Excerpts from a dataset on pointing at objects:

────────────────────

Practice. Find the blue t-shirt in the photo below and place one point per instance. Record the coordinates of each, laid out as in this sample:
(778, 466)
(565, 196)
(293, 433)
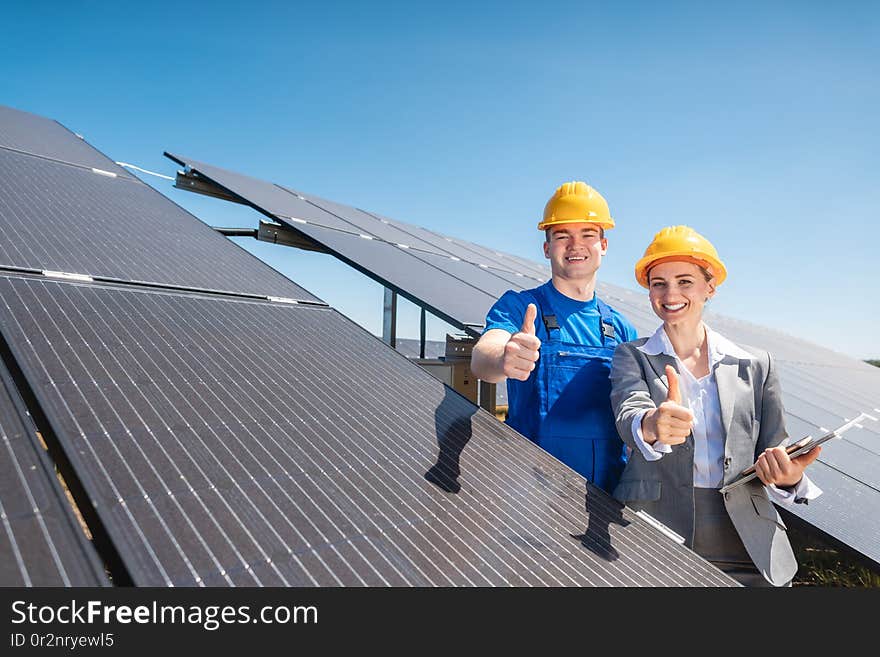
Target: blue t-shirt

────────────────────

## [Exercise task]
Please print the lines above again word for word, leaving out the pictures.

## [In response]
Practice. Find the blue t-shirt in the photo below and place one point per instance. Record the coordinates of each, laid out as in this sample:
(778, 466)
(565, 196)
(293, 433)
Target: blue t-shirt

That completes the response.